::: Extracted records

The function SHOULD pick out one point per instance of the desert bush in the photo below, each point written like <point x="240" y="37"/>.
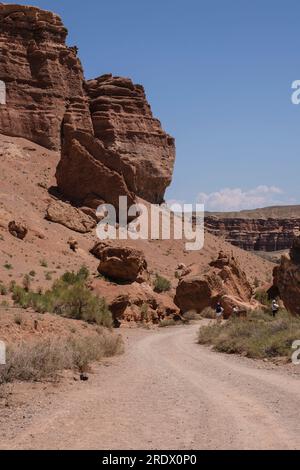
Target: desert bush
<point x="161" y="284"/>
<point x="45" y="358"/>
<point x="208" y="313"/>
<point x="257" y="336"/>
<point x="68" y="297"/>
<point x="27" y="282"/>
<point x="167" y="322"/>
<point x="18" y="319"/>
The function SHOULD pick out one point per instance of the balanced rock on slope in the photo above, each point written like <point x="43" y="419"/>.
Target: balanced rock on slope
<point x="136" y="303"/>
<point x="121" y="263"/>
<point x="224" y="282"/>
<point x="287" y="279"/>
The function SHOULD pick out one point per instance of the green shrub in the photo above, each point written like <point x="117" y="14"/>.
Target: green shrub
<point x="33" y="361"/>
<point x="27" y="282"/>
<point x="68" y="297"/>
<point x="161" y="284"/>
<point x="257" y="336"/>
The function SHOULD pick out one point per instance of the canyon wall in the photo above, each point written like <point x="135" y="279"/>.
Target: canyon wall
<point x="255" y="234"/>
<point x="110" y="143"/>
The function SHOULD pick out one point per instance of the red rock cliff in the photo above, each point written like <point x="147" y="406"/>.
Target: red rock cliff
<point x="110" y="143"/>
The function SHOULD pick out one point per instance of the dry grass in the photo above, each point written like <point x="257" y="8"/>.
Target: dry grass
<point x="257" y="336"/>
<point x="45" y="358"/>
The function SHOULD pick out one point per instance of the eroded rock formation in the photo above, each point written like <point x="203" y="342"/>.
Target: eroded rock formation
<point x="287" y="279"/>
<point x="224" y="282"/>
<point x="255" y="234"/>
<point x="110" y="143"/>
<point x="123" y="121"/>
<point x="121" y="263"/>
<point x="43" y="76"/>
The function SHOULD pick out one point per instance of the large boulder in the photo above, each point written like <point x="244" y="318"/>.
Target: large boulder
<point x="287" y="279"/>
<point x="223" y="282"/>
<point x="121" y="263"/>
<point x="18" y="229"/>
<point x="64" y="214"/>
<point x="136" y="303"/>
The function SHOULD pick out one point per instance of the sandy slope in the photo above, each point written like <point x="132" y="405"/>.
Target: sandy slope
<point x="167" y="392"/>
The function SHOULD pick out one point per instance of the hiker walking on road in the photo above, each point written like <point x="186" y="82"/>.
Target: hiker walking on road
<point x="275" y="308"/>
<point x="219" y="311"/>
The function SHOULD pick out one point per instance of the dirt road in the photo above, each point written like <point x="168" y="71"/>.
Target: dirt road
<point x="167" y="392"/>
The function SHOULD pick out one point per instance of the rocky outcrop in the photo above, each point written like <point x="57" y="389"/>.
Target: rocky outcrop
<point x="43" y="77"/>
<point x="18" y="229"/>
<point x="69" y="216"/>
<point x="121" y="263"/>
<point x="137" y="303"/>
<point x="287" y="279"/>
<point x="110" y="143"/>
<point x="123" y="121"/>
<point x="224" y="282"/>
<point x="255" y="234"/>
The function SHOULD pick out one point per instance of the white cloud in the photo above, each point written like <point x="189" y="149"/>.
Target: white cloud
<point x="235" y="199"/>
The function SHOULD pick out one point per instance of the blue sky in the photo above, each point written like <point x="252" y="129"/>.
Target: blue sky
<point x="218" y="74"/>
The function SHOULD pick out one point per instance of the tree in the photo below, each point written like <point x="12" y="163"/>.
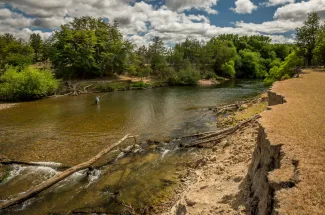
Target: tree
<point x="14" y="52"/>
<point x="36" y="42"/>
<point x="29" y="83"/>
<point x="306" y="37"/>
<point x="251" y="64"/>
<point x="320" y="46"/>
<point x="221" y="52"/>
<point x="157" y="53"/>
<point x="88" y="47"/>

::::::

▶ **Requirements**: Beginning with the line that contains "of the blue" and ending with the last line of the data above, output those lines exactly and nothing more, without any pictures.

▶ **Reply**:
The function SHOULD pick out one point per instance of the blue sky in the photo above, each point written like <point x="252" y="129"/>.
Target: blue sky
<point x="218" y="74"/>
The function SHOULD pick out one point per instance of the tree in the photo below, each point written like <point x="12" y="163"/>.
Target: tree
<point x="14" y="52"/>
<point x="36" y="42"/>
<point x="29" y="83"/>
<point x="306" y="37"/>
<point x="251" y="64"/>
<point x="320" y="46"/>
<point x="221" y="52"/>
<point x="157" y="53"/>
<point x="88" y="47"/>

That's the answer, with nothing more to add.